[start of Records for processing]

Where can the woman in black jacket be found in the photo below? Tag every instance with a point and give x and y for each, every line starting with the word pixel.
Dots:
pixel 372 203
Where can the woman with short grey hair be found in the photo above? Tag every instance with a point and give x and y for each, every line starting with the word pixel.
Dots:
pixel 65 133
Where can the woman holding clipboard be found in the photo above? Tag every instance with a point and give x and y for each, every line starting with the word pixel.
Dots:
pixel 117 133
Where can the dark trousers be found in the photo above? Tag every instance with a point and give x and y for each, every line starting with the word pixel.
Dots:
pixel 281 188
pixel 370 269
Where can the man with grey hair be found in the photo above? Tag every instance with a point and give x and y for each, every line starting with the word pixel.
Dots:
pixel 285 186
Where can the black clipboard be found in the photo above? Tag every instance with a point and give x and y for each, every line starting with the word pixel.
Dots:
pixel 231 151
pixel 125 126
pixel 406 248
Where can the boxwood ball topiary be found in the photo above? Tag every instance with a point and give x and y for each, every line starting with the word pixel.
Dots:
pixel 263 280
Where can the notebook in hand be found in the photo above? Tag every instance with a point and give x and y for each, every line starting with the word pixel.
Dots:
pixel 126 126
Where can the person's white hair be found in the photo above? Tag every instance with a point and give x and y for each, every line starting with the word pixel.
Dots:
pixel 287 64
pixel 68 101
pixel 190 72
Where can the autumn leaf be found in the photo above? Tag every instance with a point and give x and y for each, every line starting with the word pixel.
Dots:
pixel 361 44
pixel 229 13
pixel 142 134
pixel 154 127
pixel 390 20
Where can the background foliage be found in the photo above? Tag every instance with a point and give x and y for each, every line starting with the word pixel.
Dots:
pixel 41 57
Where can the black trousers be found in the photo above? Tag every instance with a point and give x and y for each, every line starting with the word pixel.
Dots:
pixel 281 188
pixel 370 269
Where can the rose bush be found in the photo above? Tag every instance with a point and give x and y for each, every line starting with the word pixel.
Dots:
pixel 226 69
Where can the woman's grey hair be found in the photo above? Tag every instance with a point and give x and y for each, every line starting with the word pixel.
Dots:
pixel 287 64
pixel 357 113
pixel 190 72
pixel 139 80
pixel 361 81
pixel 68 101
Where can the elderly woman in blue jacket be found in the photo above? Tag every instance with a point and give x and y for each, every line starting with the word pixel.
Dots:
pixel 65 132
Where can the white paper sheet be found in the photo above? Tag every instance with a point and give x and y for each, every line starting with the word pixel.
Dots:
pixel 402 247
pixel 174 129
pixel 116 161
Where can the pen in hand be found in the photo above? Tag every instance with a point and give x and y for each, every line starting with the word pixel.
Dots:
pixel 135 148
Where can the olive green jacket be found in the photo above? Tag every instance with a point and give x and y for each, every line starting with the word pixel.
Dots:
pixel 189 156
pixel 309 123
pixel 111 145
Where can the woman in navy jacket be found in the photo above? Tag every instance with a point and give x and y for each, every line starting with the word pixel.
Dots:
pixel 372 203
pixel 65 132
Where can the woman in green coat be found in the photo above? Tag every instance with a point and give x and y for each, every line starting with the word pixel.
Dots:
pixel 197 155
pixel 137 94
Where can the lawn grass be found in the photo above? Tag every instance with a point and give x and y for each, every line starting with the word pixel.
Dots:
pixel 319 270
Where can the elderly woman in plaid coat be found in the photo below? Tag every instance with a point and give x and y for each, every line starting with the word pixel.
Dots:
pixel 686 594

[end of Records for processing]
[start of Records for processing]

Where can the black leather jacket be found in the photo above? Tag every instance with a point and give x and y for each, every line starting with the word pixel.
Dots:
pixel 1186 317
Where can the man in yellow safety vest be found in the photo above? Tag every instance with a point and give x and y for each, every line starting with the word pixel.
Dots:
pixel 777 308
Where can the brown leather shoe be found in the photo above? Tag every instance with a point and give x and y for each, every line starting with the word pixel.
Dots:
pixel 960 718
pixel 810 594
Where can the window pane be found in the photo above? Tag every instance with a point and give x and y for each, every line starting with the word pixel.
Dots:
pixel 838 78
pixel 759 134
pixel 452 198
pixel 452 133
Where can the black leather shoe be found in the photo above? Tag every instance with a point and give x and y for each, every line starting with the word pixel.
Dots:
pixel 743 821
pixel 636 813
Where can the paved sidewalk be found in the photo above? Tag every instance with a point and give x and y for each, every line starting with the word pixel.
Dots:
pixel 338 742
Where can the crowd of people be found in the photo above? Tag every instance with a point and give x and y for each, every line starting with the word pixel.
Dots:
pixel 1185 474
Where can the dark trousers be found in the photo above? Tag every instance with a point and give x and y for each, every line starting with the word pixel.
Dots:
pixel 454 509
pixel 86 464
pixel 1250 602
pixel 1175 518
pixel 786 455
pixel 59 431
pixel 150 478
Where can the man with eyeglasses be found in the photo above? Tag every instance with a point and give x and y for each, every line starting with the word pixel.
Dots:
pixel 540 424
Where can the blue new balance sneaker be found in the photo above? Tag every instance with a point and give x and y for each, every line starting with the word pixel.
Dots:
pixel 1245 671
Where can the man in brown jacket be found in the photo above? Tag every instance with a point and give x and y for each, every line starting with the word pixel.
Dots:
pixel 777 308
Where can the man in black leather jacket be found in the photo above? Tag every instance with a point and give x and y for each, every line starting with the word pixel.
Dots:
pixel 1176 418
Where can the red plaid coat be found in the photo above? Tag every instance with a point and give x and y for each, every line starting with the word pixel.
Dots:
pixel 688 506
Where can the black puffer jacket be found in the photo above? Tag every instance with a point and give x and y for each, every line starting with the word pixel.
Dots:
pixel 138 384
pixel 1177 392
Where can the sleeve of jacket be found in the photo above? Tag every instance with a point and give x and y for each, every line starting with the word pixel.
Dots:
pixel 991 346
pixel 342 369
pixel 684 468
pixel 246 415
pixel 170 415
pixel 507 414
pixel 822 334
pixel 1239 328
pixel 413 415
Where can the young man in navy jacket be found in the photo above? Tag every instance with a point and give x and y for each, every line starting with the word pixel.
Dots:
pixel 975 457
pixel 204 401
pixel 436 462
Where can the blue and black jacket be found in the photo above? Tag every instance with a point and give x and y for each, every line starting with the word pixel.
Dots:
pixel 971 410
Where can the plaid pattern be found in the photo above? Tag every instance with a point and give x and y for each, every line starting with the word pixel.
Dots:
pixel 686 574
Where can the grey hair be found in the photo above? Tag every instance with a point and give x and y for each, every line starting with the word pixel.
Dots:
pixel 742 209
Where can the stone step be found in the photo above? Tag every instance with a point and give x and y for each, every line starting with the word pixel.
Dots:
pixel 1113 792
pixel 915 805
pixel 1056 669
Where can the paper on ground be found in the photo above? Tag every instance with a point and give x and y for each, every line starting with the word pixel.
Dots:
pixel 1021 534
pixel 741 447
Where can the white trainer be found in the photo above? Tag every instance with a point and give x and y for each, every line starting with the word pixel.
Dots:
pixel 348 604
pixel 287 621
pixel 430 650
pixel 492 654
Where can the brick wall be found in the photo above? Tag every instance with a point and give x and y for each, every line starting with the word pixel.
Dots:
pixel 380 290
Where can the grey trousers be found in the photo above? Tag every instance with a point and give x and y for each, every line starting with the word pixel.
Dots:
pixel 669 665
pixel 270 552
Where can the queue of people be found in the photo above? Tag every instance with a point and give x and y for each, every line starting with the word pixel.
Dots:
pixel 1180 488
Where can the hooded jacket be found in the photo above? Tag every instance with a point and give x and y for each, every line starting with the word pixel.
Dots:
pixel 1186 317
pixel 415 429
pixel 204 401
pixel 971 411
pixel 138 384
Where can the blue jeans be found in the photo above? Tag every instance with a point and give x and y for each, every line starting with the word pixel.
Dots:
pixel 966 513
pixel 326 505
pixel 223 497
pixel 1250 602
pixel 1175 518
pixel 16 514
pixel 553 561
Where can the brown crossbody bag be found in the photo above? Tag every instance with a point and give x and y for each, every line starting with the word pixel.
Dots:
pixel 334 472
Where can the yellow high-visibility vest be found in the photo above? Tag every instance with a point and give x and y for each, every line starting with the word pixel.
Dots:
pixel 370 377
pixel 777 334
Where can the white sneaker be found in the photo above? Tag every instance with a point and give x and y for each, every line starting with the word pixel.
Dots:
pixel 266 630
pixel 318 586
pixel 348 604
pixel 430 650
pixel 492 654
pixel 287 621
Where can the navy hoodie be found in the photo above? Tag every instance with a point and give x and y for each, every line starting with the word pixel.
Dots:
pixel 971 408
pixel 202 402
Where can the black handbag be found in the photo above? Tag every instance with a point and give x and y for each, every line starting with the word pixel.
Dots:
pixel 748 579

[end of Records for processing]

> [Goal]:
Print the lines from the one with "Where can the blue and" up to and including the one with "pixel 971 410", with no changes.

> [Solution for this exercise]:
Where can the blue and black jacket be found in the photo above? Tag every instance with a point and give x and y for each, every line starting with the word pixel.
Dots:
pixel 971 410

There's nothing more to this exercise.